Image box annotation records:
---

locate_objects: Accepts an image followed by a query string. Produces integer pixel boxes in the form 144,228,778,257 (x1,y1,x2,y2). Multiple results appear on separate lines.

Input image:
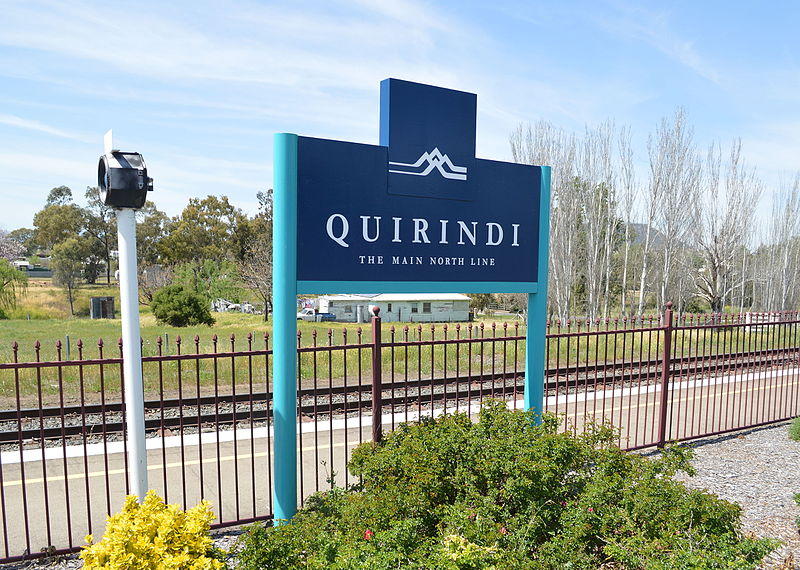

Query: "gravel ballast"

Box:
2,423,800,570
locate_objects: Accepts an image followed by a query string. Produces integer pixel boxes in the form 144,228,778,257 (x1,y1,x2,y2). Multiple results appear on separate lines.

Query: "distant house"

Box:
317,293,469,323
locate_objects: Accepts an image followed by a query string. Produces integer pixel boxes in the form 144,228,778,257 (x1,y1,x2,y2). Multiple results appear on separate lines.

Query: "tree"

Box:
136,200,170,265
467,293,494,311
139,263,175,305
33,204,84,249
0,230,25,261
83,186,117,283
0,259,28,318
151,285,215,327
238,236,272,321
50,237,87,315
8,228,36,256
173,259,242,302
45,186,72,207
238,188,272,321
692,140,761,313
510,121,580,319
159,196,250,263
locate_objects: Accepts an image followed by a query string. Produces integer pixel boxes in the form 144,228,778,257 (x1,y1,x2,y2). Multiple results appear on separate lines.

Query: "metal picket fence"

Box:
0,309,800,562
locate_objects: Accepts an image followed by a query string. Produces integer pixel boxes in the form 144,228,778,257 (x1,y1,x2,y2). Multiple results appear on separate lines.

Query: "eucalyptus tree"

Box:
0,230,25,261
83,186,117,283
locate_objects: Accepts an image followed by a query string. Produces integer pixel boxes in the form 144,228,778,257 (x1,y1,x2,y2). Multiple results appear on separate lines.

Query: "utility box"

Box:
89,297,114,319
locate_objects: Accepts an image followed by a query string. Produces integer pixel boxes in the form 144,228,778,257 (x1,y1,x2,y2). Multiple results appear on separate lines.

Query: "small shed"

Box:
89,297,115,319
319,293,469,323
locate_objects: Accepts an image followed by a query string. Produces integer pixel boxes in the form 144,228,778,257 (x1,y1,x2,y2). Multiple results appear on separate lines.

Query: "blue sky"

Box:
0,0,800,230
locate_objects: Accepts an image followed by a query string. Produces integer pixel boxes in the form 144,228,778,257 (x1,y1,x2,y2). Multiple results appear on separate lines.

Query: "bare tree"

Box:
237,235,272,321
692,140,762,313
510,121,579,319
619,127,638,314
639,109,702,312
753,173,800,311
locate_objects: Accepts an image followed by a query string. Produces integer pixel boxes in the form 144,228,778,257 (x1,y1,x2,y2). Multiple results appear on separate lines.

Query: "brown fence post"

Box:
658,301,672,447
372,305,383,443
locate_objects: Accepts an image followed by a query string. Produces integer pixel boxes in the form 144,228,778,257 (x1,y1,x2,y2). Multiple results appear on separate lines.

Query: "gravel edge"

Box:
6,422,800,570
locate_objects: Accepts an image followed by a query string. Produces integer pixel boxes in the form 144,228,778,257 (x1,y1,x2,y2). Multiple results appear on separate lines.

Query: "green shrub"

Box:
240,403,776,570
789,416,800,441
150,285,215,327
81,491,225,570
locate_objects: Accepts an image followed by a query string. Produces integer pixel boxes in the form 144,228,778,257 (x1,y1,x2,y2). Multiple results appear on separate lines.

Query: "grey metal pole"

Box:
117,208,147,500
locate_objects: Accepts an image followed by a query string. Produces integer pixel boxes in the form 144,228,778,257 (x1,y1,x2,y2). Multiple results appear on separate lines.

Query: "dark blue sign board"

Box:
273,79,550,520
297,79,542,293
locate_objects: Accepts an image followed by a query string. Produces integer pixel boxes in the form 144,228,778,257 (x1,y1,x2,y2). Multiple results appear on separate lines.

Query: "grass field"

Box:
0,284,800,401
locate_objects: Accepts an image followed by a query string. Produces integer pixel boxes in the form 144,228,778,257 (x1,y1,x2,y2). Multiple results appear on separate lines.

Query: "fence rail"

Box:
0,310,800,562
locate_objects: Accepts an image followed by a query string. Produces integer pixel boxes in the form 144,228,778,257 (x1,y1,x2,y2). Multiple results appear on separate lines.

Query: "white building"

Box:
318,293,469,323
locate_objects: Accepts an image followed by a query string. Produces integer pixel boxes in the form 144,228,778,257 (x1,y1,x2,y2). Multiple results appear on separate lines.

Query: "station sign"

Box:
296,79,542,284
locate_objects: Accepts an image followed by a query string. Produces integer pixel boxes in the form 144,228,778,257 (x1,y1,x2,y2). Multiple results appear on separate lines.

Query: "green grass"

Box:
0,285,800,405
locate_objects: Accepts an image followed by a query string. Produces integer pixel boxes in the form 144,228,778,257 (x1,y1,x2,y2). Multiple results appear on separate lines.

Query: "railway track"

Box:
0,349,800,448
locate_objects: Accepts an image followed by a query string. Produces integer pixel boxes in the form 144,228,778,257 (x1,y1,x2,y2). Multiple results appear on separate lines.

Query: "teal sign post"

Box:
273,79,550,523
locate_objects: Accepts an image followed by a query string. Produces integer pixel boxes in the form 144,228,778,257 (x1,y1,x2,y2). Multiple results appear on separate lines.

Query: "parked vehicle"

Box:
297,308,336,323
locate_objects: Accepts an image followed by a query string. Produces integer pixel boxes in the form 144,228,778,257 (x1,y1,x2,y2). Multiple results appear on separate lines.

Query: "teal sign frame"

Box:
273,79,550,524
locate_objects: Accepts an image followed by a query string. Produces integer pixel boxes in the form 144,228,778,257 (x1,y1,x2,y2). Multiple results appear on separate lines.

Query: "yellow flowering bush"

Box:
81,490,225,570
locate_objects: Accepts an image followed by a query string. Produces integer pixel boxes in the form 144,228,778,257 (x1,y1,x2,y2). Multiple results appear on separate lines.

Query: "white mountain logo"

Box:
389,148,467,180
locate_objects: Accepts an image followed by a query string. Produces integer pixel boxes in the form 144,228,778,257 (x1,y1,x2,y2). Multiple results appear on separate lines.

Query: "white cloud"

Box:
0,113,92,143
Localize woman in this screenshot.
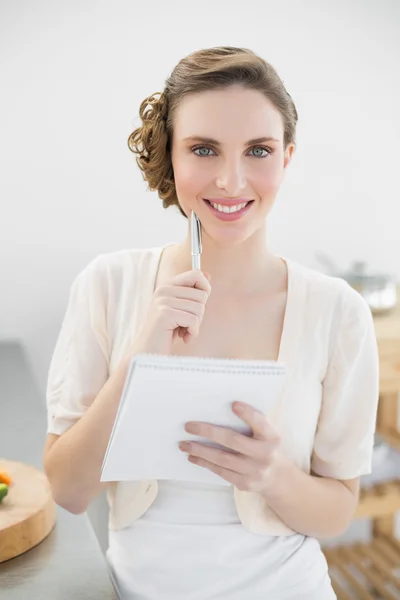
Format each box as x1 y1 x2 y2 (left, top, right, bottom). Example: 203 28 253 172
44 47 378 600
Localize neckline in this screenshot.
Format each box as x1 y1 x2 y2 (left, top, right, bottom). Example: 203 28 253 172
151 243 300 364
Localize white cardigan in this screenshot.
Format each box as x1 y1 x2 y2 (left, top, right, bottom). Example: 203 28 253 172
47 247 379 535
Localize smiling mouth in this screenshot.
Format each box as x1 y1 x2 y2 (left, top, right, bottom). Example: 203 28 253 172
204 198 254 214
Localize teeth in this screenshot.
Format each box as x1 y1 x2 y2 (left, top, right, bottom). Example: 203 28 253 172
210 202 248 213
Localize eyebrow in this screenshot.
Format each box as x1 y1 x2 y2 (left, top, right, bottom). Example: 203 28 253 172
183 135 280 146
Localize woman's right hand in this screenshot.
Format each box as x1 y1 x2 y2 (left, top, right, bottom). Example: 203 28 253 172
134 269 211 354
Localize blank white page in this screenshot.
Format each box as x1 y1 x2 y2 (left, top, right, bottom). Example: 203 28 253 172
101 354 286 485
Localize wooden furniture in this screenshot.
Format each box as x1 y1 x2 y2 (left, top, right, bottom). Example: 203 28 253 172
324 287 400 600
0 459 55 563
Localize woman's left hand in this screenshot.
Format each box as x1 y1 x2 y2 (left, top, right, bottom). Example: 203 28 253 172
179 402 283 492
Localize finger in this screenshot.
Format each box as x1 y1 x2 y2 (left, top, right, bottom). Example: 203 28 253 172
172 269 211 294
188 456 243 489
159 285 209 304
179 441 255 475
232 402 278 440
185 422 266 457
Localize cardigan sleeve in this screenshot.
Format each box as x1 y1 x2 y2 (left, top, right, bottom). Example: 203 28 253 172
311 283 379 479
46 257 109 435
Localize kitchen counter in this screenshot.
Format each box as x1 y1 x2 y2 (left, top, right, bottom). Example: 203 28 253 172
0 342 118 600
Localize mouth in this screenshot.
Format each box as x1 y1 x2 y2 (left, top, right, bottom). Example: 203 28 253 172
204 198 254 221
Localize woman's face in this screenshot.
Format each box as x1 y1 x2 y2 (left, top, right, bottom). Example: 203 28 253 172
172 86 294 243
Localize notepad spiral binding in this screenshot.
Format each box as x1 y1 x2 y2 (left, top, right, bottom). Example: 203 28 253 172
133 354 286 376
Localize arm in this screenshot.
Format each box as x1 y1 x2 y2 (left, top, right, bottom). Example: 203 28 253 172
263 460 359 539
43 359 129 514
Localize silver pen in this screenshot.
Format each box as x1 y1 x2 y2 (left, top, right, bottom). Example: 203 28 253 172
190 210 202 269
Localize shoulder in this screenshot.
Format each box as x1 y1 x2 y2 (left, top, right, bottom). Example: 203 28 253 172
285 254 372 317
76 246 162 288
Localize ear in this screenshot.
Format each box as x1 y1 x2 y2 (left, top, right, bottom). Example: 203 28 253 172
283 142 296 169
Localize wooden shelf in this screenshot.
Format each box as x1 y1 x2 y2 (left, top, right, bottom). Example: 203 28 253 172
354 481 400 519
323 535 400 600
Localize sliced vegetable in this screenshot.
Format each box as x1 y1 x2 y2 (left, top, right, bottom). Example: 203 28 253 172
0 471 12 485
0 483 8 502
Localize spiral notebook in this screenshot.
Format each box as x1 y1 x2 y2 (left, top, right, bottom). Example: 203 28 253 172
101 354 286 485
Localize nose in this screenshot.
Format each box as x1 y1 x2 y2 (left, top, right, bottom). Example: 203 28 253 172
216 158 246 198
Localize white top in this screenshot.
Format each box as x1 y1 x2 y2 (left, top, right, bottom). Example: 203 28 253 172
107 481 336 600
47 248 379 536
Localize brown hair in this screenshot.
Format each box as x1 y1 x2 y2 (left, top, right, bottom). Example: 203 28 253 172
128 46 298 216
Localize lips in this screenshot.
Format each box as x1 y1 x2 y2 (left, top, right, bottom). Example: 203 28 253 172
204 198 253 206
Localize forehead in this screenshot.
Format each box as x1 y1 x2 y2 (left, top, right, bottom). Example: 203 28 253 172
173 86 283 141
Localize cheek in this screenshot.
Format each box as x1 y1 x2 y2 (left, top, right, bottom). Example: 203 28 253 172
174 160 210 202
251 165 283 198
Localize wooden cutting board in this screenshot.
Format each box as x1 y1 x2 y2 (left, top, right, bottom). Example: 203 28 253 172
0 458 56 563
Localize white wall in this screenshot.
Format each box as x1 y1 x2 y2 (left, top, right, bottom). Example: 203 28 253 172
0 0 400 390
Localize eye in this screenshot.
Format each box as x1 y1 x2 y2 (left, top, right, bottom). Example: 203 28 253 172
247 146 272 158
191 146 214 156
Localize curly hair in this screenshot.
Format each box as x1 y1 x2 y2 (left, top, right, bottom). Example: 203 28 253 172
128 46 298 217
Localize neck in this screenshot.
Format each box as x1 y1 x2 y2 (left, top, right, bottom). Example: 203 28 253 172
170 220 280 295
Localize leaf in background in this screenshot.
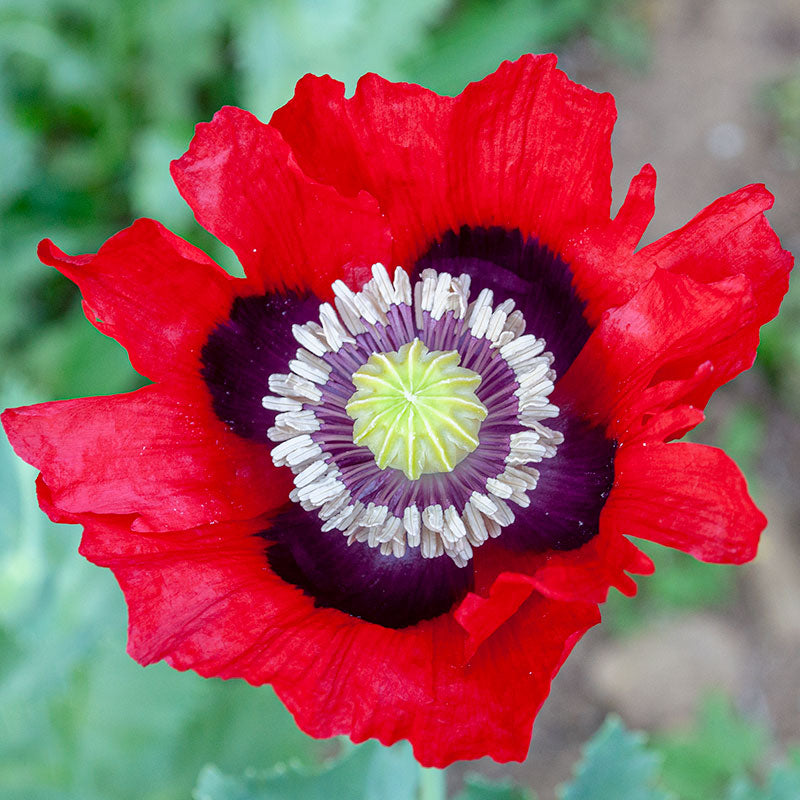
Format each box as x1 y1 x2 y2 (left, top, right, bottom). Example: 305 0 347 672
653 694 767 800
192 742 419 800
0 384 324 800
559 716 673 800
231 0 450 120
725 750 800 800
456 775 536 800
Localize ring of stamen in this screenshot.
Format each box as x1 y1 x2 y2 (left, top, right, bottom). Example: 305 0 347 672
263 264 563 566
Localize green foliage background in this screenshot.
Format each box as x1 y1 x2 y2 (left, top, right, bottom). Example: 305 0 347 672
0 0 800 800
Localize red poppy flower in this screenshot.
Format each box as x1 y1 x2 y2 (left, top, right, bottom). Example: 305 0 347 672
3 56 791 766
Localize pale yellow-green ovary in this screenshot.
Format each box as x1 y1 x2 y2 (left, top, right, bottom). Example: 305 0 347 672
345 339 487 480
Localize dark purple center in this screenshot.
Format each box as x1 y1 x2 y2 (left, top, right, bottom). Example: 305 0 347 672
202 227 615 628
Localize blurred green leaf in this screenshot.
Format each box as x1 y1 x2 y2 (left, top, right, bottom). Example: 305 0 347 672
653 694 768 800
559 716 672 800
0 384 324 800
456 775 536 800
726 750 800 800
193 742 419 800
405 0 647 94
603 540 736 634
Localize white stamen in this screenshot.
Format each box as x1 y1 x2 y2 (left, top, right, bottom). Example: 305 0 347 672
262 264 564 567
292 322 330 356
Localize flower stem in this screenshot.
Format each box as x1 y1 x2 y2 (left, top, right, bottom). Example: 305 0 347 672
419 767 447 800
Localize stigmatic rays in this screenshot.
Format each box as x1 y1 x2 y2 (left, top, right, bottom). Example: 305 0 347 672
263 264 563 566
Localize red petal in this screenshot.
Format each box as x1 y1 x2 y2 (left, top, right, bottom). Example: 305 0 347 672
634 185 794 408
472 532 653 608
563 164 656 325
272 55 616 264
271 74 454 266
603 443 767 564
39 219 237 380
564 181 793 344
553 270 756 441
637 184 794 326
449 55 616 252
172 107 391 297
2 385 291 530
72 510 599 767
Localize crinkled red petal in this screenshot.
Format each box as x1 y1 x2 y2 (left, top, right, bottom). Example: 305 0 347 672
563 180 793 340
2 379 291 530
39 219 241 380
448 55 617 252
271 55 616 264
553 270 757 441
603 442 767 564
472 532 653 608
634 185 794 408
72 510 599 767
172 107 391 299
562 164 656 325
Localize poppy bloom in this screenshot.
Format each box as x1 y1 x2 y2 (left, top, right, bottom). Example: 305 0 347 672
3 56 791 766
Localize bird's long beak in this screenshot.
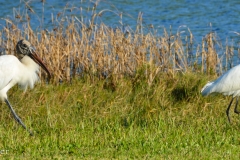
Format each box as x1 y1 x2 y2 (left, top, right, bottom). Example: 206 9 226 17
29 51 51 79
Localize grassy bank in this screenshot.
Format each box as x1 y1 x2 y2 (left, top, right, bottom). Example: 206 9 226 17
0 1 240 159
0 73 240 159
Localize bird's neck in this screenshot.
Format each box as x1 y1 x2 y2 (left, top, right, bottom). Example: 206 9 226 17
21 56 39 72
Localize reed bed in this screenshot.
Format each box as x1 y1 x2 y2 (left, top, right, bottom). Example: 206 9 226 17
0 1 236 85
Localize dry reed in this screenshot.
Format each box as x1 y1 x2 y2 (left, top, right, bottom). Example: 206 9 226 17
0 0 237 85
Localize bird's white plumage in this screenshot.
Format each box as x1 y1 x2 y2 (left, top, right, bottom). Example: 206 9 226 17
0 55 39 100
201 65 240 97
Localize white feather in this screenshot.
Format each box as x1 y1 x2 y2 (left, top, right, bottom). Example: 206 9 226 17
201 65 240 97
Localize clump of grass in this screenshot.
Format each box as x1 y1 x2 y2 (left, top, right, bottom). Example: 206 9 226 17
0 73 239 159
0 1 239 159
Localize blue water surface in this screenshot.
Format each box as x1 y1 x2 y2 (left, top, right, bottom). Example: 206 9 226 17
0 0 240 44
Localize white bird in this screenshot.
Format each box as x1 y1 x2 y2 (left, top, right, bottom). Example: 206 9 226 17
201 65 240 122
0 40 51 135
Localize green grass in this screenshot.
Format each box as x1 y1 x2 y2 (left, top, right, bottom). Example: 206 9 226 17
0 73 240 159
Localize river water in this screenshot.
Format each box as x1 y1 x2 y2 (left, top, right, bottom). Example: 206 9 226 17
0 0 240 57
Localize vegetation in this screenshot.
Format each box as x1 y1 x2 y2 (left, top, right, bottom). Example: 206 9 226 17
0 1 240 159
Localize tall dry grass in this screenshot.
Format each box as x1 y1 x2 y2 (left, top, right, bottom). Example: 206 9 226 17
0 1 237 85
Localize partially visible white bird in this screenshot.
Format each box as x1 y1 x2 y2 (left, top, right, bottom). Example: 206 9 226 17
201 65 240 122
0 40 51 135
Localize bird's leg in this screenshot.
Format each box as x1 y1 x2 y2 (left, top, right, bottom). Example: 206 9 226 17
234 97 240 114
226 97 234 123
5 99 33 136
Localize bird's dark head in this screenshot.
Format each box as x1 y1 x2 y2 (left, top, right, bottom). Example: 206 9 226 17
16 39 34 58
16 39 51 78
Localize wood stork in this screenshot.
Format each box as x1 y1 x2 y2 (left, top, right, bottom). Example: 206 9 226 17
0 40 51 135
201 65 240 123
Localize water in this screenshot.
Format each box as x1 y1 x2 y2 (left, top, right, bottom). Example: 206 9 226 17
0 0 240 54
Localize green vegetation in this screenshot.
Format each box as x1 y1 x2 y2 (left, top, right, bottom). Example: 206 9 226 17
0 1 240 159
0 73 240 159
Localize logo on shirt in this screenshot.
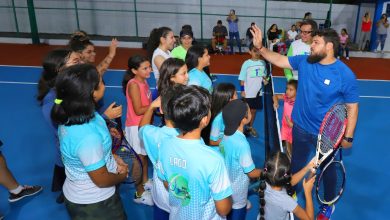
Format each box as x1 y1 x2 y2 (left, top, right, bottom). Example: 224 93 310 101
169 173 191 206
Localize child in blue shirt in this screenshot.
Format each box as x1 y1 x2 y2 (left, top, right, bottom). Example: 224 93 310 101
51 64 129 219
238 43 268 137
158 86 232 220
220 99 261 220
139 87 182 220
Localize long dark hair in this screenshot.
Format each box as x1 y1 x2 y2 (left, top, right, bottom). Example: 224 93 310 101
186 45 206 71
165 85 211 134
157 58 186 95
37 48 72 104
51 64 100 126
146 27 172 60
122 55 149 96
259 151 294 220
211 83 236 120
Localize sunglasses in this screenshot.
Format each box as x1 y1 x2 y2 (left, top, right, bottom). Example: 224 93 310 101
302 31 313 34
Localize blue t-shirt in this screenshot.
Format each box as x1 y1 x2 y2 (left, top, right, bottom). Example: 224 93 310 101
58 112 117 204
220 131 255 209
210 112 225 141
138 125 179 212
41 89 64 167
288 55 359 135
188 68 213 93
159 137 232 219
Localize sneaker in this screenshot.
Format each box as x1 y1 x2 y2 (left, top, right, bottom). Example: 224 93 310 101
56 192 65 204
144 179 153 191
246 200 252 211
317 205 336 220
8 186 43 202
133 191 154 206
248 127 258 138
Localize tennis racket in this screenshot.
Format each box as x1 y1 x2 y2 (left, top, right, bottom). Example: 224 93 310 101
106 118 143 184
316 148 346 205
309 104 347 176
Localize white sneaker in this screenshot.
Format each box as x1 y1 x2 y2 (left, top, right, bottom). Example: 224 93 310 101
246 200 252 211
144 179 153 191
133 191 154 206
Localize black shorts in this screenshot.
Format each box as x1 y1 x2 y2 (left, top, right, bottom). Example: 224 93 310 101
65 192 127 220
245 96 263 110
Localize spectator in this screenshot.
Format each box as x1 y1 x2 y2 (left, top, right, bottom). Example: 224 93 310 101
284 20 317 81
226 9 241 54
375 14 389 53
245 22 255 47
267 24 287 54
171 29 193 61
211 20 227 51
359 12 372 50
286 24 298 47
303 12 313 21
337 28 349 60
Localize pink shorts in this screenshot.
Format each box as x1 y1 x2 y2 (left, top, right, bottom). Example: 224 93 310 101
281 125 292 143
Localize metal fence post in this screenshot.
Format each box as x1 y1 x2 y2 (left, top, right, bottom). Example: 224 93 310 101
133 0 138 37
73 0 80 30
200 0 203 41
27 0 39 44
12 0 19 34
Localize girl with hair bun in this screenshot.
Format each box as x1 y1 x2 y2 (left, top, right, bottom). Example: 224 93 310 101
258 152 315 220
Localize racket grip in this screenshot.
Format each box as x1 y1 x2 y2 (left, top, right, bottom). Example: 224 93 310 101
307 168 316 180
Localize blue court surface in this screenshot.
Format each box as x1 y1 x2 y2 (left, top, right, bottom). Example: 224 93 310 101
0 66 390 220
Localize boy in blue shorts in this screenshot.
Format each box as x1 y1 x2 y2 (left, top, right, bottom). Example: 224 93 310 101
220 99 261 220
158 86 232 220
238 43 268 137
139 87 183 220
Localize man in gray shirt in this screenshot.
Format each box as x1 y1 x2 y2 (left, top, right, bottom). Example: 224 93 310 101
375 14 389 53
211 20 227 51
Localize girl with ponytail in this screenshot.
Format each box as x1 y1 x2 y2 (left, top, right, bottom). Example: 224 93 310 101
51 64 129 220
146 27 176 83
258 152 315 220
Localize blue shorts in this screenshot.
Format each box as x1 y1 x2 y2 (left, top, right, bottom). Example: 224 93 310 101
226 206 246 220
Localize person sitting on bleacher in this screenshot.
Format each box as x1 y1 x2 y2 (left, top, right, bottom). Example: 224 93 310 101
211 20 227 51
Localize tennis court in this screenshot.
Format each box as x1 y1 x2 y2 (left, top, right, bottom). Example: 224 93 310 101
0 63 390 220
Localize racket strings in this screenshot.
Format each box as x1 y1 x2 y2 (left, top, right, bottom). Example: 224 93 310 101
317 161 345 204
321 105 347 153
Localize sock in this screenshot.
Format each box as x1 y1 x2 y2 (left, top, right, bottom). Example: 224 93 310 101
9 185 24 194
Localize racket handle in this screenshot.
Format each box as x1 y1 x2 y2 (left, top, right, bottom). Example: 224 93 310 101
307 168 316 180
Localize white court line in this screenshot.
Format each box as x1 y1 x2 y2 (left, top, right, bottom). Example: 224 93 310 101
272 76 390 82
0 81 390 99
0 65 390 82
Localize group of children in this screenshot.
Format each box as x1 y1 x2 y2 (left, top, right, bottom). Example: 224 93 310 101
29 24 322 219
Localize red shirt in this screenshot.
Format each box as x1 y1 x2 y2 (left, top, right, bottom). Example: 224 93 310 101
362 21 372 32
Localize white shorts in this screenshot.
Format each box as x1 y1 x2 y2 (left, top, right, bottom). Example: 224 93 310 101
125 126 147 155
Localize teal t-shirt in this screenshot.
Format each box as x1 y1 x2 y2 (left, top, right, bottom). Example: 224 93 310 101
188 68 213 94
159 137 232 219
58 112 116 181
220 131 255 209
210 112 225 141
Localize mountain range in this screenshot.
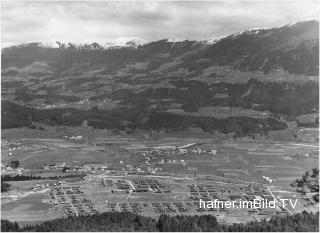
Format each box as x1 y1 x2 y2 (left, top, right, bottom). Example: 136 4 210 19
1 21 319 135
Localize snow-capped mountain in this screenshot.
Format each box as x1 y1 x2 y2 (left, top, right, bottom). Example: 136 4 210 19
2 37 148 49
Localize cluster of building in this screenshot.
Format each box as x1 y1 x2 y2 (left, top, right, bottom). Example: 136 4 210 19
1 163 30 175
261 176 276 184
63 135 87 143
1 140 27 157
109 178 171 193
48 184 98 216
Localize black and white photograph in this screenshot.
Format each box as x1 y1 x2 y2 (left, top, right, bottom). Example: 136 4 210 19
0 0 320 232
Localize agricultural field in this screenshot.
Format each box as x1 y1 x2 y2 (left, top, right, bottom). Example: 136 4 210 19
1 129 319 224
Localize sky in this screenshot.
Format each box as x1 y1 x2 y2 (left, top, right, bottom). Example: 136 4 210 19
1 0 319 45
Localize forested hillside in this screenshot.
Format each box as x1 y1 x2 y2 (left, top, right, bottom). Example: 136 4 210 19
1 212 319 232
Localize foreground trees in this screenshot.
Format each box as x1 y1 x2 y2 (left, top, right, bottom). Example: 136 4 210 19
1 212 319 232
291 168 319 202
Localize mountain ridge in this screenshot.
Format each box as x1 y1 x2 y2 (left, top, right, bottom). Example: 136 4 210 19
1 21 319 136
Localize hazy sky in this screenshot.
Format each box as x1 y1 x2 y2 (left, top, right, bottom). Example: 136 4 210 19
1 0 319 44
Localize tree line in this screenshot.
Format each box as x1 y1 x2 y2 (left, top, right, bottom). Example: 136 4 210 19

---

Aim:
Can you transcribe the lines from the one containing "Localize eyebrow in this screenshot." through the one containing "204 198 254 221", including both of those lines and changing nothing?

Response below:
Localize eyebrow in this screenshot.
Format each box as x1 y1 x2 y2 (left, top, right, bottom). Example: 203 28 253 172
183 135 280 146
Localize woman's right hand in this screenshot.
Format each box as x1 y1 x2 y2 (left, top, right, bottom). Example: 203 28 253 172
134 269 211 354
Localize blank white page in this screenshot.
Format each box as x1 y1 x2 y2 (left, top, right, bottom). Example: 203 28 253 172
101 354 286 485
Localize wooden furniture in this screenshot.
Format each box as x1 y1 x2 y2 (left, top, right, bottom). Example: 203 28 253 172
324 287 400 600
0 459 55 563
Localize woman's left hand in this screenshot.
Format each box as x1 y1 x2 y2 (left, top, right, bottom). Example: 203 28 253 172
179 402 283 492
Localize finger in this screenshot.
Format each box as x1 y1 x2 y2 (left, top, right, bottom). Example: 203 28 253 172
172 269 211 294
188 456 243 489
159 285 209 304
179 441 255 475
232 402 278 440
185 422 266 457
Localize cardigan sleeve in this screenshot.
Format each box as x1 y1 x2 y2 (left, top, right, bottom). Example: 203 28 253 172
311 283 379 479
46 257 109 435
Localize kitchen counter in this screenshot.
Format each box as x1 y1 x2 y2 (left, top, right, bottom). Example: 203 28 253 172
0 342 118 600
Localize mouth in this screenshot.
Format each box as x1 y1 x2 y2 (left, top, right, bottom). Example: 203 28 253 172
204 198 254 221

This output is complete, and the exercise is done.